==== Exercise text

So yesterday I left you with a bit of a cliffhanger. I know, I know, I’m so mean. So here is how the day unfolded…
We rushed through our chores yesterday morning and started loading up our farm truck. A large dog crate with straw in the bottom was secured in back. A cooler with bottles of water thrown in the back seat. And since farm trucks are notorious for breaking down when you least expect it, I also threw in a tarp, jumper cables, a crowbar, a bucket of water and a lot of other junk I thought we might need.
A little after noon, we three girls started off on a road trip, and a little under two hours later we ended up at a barn full of, you guessed it, SHEEP!
Seven weeks ago, I had reserved a ram lamb, sight-unseen, after finding an ad in a farm paper. Goodness sakes, I didn’t even have any pictures of this lamb! I wanted a ram that was a 50/50 Katahdin/Dorper cross, was 100% grass fed, and highly parasite resistant. Everything the farmer told me over the phone matched what I had been searching for, so I went with my gut feeling and reserved myself a ram.
Seven weeks is a long time, though, and I began to doubt my gut feeling more each week. Yeah, I’m a worrier….

========
==== Provided material

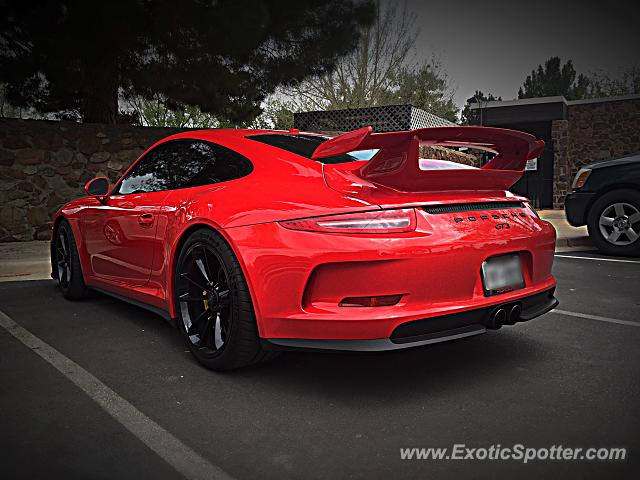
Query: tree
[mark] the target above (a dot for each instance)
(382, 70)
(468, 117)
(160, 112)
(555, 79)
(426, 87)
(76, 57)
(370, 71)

========
==== Provided material

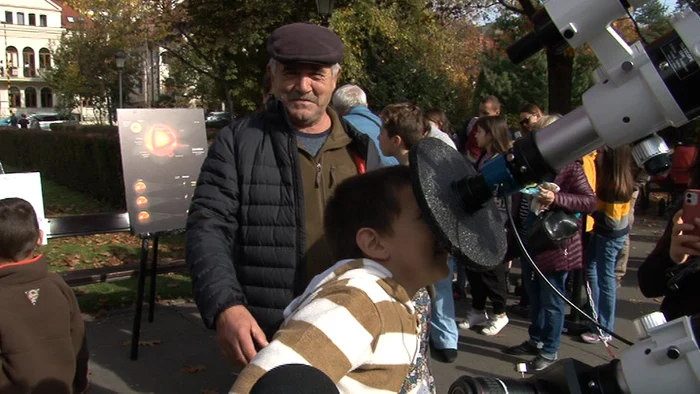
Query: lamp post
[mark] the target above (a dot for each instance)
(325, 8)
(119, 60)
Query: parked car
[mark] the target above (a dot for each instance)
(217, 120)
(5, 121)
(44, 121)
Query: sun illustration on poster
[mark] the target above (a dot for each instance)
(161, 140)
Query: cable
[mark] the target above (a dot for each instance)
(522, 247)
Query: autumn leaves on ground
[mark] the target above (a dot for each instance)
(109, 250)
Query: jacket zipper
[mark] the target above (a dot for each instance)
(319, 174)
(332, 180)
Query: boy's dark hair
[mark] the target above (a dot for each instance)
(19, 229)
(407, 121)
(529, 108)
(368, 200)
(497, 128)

========

Problem A: What three qualities did the writer of the ram lamb post want in a ram?
Problem B: In the ram lamb post, update the passage that opens with the words containing "So yesterday I" and closes with "we might need.", replacing "tarp" with "blanket".
Rely only on the ram lamb post, not on the rows.

Exercise output A:
- A 50/50 Katahdin/Dorper cross
- 100% grass fed
- Highly parasite resistant

Exercise output B:
So yesterday I left you with a bit of a cliffhanger. I know, I know, I’m so mean. So here is how the day unfolded…
We rushed through our chores yesterday morning and started loading up our farm truck. A large dog crate with straw in the bottom was secured in back. A cooler with bottles of water thrown in the back seat. And since farm trucks are notorious for breaking down when you least expect it, I also threw in a blanket, jumper cables, a crowbar, a bucket of water and a lot of other junk I thought we might need.